=== Given data ===
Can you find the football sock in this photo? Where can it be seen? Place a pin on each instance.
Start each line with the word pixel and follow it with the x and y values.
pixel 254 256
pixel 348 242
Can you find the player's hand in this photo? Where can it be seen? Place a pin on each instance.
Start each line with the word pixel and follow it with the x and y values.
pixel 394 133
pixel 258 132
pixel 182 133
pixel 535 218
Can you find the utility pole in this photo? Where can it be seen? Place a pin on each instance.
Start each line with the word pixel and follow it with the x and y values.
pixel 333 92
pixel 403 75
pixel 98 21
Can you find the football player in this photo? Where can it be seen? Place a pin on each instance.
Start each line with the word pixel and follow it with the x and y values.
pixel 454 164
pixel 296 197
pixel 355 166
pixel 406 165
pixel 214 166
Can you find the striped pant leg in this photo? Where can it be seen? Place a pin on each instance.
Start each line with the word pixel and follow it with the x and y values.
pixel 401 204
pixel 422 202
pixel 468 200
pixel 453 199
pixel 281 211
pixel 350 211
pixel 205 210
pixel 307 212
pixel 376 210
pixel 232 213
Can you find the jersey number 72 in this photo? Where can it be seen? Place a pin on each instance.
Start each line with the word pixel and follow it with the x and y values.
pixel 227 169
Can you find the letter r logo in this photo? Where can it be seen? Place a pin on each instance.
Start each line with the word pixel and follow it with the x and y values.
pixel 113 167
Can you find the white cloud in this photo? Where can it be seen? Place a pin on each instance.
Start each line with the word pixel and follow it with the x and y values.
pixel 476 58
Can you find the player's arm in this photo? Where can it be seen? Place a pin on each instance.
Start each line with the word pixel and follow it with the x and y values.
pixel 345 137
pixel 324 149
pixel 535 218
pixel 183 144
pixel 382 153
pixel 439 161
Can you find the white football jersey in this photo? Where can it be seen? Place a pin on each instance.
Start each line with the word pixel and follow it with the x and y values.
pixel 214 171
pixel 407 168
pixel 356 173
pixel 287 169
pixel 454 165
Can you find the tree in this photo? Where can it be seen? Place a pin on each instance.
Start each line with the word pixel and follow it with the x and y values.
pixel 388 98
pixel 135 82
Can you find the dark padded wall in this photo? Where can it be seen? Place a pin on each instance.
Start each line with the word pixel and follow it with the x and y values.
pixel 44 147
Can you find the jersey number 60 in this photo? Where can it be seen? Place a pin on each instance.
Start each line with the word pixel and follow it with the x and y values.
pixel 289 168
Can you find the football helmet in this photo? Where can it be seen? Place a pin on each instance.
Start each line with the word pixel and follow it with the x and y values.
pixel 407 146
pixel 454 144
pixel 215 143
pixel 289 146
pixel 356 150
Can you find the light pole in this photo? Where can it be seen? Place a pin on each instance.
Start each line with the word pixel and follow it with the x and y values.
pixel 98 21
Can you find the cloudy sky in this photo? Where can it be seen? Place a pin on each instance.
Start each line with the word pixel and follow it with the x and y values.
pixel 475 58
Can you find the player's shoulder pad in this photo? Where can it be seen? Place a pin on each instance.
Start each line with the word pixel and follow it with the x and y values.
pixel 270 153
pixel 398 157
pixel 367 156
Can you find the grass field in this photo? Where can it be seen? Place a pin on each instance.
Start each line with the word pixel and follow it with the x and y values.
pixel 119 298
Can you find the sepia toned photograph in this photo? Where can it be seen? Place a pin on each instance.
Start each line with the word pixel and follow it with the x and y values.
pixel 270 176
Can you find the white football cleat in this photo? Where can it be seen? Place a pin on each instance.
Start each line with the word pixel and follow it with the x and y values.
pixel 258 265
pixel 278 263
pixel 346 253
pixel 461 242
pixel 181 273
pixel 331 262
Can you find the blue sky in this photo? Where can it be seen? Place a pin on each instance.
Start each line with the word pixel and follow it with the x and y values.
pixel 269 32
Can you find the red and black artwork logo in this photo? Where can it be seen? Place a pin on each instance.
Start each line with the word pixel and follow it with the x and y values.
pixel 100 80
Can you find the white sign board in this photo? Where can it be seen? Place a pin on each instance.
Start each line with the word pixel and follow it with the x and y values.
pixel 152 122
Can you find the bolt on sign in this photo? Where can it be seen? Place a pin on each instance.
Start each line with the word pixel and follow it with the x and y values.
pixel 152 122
===
Written task:
Update the listing above by replacing every "Place a pin" with "Put a marker", leaving everything else unchanged.

Exercise answer:
Can you find the football sock in this photo? Where can it be seen? Put a marker on each instance.
Start each line with the word pixel and follow it with the x and y values.
pixel 254 256
pixel 348 242
Can you find the player's hand in this photo? Where can it be seen? Put a marker on each instance.
Start each line with the word pixel and follow it with the x and y values.
pixel 394 133
pixel 258 132
pixel 182 133
pixel 535 218
Can you find the utility pole in this photo? Where can it be seen? Put a marker on each instance.
Start each line with the word pixel and follow it with the x and y values.
pixel 333 92
pixel 403 75
pixel 98 21
Can you find the football player in this photo? Where can it be seen? Put a marker on each instance.
Start each line with the word pixel and follow it with the x and y values.
pixel 454 164
pixel 296 197
pixel 355 166
pixel 406 165
pixel 214 166
Can you find the striped pant leg in this photo? Where can it be seen? Put a marker on each instance.
Start each line with the word pixel and follow it with the x and y values.
pixel 401 204
pixel 422 202
pixel 468 200
pixel 453 199
pixel 281 211
pixel 350 211
pixel 205 210
pixel 307 212
pixel 376 210
pixel 232 213
Can you find the jersey number 72 in this photo? Where can it be seen? Put a marker on each instance.
Start each line with the word pixel and follow it with the x and y values.
pixel 227 169
Can you find the letter r logo in this photo? Where can it be seen? Put a marker on each instance.
Start each line with the word pixel and follow it with the x and y values.
pixel 113 167
Can you find the white cloud in this photo? Where can it be seen? Put a marker on each instance.
Start each line with the word pixel and follow it with the x and y values.
pixel 476 58
Can you find the player's arm in this photo? Where can it be seen? Put a marker on each instance.
Start each line with the word pixel and follow it with the x and y values.
pixel 345 137
pixel 324 149
pixel 535 218
pixel 183 144
pixel 382 153
pixel 439 161
Can you find the white football jersey in this photo? Where can it be seen? Put a marker on each instance.
Start each line with the word pixel and follow it with the x and y values.
pixel 214 171
pixel 407 168
pixel 356 173
pixel 287 169
pixel 454 165
Can you find the tree in this photo? Where can it be seen? Put a marker on each instance.
Start each line with the word pixel and follow it with the x and y values.
pixel 388 98
pixel 135 82
Can you find the dark padded wall in this photo? Where can it be seen? Put a marker on each instance.
Start each line with the word pixel and follow it with the x and y values.
pixel 44 147
Can you find the jersey number 60 in this photo? Where can it be seen? Put a marker on each instance.
Start each line with the word pixel and follow it with the x and y values.
pixel 289 168
Can you find the football helmet in this photo? Where can it be seen? Put a marker on each instance.
Start each line with the word pixel and follow it with the x and y values.
pixel 407 146
pixel 454 144
pixel 215 143
pixel 289 146
pixel 356 150
Can you find the light pole in this photo? Where can it be seen? Put a marker on each instance.
Start each line with the word pixel and follow it with the x and y values.
pixel 98 21
Can you find the cloudy sky in this photo? Where can it be seen? Put a marker on each instance.
Start each line with the word pixel and follow it with the x and y values.
pixel 475 58
Can you find the player's shoulder pad in this photo? Where can it be seen? Put a marker on each instance.
Start each line with the word pixel and follow it with the x and y values.
pixel 270 153
pixel 398 157
pixel 367 156
Can you find the grass field in this photo? Where can it be seen? Put a marker on each instance.
Start each line with the word pixel and follow it with the x and y values.
pixel 119 298
Can you find the sepia toned photograph in this photo? Where can it be seen? Put a marker on each instance.
Start each line with the word pixel and follow it with the x and y values.
pixel 270 176
Can you find the white football cleat in this photo? Where can it be seen? Put a marker on each instance.
Start each line with the word pixel and follow it with the x and y values.
pixel 258 265
pixel 278 263
pixel 346 253
pixel 461 242
pixel 181 273
pixel 331 262
Can you find the blue sky in this photo? Where can it be seen? Put a marker on each instance.
Start each line with the word pixel and follow it with the x and y values.
pixel 269 32
Can you find the red and black artwork logo in this photo? Where can it be seen? Put a marker on each instance.
Start each line with the word pixel and follow it with the x and y values.
pixel 100 80
Can you find the white sign board in this photo? Where can it be seen? Put a marker on each instance.
Start each line with the word pixel and follow it with the x and y values.
pixel 152 122
Can you find the bolt on sign in this photo? Where can it be seen? Put a marker on each instance.
Start each line with the word pixel and follow it with the x and y values.
pixel 152 122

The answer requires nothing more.